> PASSAGE PROVIDED
It cannot be denied that the National Assembly has a general power of passing resolutions. It may pass resolutions noting the situation in the federation or any part of it and suggest a solution to it, although it must be careful in its language, otherwise it may be unwisely dabbling into a matter constitutionally not ripe for it and subjecting itself to political accusations. For purposes of a resolution under section 305, however, the National Assembly can only pass a resolution approving or refusing to approve a proclamation already made by the President, and the President must have acted in accordance with the constitution, otherwise any approval by the National Assembly cannot legitimize an ultra vires action, neither could it even disapprove an action that does not exist de jure.

In the final analysis, the President cannot hide behind the National Assembly and cannot use it to achieve an unconstitutional end.

Measures that may be taken during a period of emergency
Even some of the protagonists of the emergency declaration viewpoint would be surprised at the ignorant suppositions of those who have taken the drumbeat from them and partly out of fear and partly from uninformed support have beaten to a crescendo what should have been ignored as an attention-getting attempt. There is nothing sacrosanct about a state of emergency, and the constitution does not even begin to elevate it to any level of sacrosanctity. A period of emergency is a constitutional aberration anytime and the constitution regards it as such.

Owing to its possible political abuse, the constitution provides adequate checks, to the end that the need that informs the giving of such powers is not replaced with political expediency.

> GOAL
What, according to the passage about emergency powers, may the National Assembly do by resolution? List every action it names. Base your answers only on the passage about emergency powers.

> RECORD EXCERPTS
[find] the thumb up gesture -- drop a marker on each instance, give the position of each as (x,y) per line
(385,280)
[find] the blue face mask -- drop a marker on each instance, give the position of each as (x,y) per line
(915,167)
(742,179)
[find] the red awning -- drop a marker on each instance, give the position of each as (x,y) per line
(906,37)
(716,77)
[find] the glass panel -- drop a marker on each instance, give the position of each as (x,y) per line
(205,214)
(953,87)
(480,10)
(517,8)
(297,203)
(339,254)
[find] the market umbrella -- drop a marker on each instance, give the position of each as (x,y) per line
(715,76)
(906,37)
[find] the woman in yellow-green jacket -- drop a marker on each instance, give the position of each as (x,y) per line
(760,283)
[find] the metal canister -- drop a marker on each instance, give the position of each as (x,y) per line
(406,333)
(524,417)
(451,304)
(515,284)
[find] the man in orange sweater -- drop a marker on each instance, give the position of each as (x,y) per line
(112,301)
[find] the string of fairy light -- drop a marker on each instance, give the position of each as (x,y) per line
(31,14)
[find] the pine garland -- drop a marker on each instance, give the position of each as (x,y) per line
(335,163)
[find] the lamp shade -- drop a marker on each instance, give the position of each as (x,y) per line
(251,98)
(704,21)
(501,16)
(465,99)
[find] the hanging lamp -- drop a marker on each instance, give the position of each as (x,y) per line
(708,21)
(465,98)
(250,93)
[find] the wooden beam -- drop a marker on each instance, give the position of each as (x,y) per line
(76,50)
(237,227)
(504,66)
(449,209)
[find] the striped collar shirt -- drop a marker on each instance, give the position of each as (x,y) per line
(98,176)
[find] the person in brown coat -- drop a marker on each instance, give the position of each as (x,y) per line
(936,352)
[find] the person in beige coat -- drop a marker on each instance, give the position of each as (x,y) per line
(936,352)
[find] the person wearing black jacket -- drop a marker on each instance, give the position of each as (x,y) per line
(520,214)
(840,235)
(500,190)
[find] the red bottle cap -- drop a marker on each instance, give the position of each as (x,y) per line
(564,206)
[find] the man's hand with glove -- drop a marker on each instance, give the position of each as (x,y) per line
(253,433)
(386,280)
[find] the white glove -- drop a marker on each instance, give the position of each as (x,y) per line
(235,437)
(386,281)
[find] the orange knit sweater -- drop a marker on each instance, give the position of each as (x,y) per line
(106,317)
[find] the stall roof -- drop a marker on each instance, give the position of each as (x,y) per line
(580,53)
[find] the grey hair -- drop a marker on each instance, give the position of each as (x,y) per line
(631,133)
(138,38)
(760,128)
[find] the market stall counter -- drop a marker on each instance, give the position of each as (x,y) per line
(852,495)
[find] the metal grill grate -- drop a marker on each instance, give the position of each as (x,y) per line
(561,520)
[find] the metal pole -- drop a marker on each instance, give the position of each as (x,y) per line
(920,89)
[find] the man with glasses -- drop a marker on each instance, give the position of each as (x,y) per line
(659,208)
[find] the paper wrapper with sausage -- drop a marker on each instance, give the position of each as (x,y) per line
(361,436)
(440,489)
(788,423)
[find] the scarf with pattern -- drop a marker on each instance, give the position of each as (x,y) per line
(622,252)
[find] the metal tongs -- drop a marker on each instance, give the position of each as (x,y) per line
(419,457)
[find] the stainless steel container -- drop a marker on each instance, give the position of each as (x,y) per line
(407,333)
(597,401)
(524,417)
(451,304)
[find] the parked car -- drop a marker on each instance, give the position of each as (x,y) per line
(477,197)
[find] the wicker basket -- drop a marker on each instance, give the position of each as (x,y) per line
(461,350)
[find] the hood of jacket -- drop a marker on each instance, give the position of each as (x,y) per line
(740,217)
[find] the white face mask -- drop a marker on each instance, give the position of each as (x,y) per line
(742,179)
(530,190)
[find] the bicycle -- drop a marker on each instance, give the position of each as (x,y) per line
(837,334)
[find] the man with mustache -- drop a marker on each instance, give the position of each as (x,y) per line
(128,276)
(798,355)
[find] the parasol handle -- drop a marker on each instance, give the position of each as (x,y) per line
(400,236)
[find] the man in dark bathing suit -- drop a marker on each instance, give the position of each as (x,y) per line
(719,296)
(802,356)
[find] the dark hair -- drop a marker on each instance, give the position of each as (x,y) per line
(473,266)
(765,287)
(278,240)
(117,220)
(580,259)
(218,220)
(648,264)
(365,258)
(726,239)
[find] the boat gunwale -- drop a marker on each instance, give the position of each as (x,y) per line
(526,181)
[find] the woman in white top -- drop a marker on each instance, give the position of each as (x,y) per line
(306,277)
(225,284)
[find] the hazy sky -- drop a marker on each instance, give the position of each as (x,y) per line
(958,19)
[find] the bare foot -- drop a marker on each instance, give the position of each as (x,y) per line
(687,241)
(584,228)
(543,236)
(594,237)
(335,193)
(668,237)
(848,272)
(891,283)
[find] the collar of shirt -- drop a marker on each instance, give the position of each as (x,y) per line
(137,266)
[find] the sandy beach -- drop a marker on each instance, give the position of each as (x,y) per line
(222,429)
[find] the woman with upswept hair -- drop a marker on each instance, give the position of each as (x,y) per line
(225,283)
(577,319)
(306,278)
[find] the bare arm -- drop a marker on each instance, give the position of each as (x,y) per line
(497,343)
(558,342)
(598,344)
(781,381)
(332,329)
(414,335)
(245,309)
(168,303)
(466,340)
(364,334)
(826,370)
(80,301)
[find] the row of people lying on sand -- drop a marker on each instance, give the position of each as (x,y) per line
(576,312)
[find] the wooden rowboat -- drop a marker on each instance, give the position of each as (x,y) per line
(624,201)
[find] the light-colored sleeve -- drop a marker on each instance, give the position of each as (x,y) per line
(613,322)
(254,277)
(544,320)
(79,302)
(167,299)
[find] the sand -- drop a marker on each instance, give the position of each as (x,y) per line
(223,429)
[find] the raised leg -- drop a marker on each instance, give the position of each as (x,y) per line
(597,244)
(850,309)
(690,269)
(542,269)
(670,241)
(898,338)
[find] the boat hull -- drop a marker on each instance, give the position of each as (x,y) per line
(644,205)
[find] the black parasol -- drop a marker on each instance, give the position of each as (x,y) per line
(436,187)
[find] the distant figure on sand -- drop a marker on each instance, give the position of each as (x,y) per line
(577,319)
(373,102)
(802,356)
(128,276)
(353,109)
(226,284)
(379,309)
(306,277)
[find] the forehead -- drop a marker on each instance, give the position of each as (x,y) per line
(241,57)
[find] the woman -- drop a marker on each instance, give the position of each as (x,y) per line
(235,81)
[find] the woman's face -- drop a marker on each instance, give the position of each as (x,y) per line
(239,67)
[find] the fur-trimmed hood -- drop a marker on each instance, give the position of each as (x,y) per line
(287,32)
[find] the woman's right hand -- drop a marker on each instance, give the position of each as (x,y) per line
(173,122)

> COMPLETED TASK
- Note the situation in the federation or any part of it
- Suggest a solution to that situation
- Under section 305, approve a proclamation already made by the President
- Under section 305, refuse to approve a proclamation already made by the President